* _Challenge A_
Transcribe the records verbatim, covering the stretch from the line that contains "The query is: man in maroon sweater" through the end of the records.

* _Given passage_
That, at least, appears to be case in Canada. Notwithstanding a largely successful economic plan (reflected, most recently, in a broadly inoffensive budget) the federal Conservatives’s steadily eroding popular support suggests a deeper, more existential problem for them.

“A slim majority (54 per cent) of Canadians ‘disapprove’ (16 per cent strongly/37 per cent somewhat) of ‘the federal government’s overall management of the Canadian economy’, compared to 46 per cent who ‘approve’ (7 per cent strongly/40 per cent somewhat) of the government’s performance on the economy,” Ipsos reported last week. “By comparison, in late 2012, nearly equal proportions of Canadians approved (49 per cent) as disapproved (51 per cent).”

* _Challenge B_
Answer the following questions using the passage on Canadian opinion of federal economic management:
(i) Whose popular support does the passage describe as steadily eroding?
(ii) What percentage of Canadians approved of the government's performance on the economy, according to Ipsos?
(iii) What proportion of Canadians disapproved in late 2012?

* _Provided records_
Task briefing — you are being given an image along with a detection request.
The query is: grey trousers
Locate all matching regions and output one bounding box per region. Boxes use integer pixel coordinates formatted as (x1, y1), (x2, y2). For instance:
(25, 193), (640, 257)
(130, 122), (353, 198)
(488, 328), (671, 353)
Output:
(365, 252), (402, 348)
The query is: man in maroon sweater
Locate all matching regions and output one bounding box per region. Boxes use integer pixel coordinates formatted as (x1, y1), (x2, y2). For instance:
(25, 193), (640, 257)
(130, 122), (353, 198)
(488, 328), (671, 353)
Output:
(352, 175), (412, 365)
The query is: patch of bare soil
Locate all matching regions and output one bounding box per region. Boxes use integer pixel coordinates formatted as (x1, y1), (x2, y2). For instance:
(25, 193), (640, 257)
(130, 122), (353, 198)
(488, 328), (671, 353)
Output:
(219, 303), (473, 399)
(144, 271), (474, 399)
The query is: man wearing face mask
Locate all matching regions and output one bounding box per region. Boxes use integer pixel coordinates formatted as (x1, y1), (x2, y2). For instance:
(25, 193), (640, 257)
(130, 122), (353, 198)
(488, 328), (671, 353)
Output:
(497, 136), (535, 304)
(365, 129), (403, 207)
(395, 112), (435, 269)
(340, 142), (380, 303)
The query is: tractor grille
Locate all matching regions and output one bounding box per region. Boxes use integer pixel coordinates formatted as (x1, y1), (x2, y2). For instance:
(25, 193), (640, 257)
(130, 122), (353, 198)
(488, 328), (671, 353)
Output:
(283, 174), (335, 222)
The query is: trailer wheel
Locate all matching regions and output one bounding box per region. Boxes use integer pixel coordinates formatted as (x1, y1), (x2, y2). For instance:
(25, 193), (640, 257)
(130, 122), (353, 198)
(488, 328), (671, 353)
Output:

* _Final result A_
The query is: man in maroon sweater
Locate all matching regions and output one bounding box per region. Boxes use integer pixel coordinates formatted as (x1, y1), (x2, y2). For instance:
(25, 193), (640, 257)
(130, 122), (353, 198)
(488, 328), (671, 353)
Output:
(352, 175), (412, 365)
The query is: patch of bare soil
Locate all matching regions and output one bounding box per region. Boxes use integer pixel coordinates formatted as (x1, y1), (x2, y2). For instance:
(25, 193), (640, 257)
(130, 122), (353, 198)
(488, 328), (671, 353)
Output:
(219, 303), (473, 399)
(144, 271), (474, 399)
The query is: man wearing face mask
Locate all matching regions and output one bounding box per region. Boxes use integer pixel coordinates formatted as (x1, y1), (x2, y2). For instance:
(25, 193), (640, 257)
(130, 122), (353, 198)
(488, 328), (671, 353)
Output:
(497, 136), (535, 304)
(365, 129), (403, 207)
(395, 112), (435, 269)
(340, 142), (380, 303)
The query is: tractor grille
Locate all matching regions and output one bounding box per region. Boxes use integer pixel coordinates formatted as (x1, y1), (x2, y2). For instance:
(25, 193), (640, 257)
(130, 122), (353, 198)
(488, 328), (671, 353)
Output:
(283, 174), (335, 222)
The query is: trailer wheel
Locate all matching regions and output one bounding box per region. Boxes use integer pixel coordinates formatted as (x1, y1), (x2, y2). For instance:
(25, 193), (640, 257)
(130, 122), (353, 198)
(488, 328), (671, 353)
Output:

* _Final result B_
(i) The federal Conservatives'
(ii) 46 per cent
(iii) 51 per cent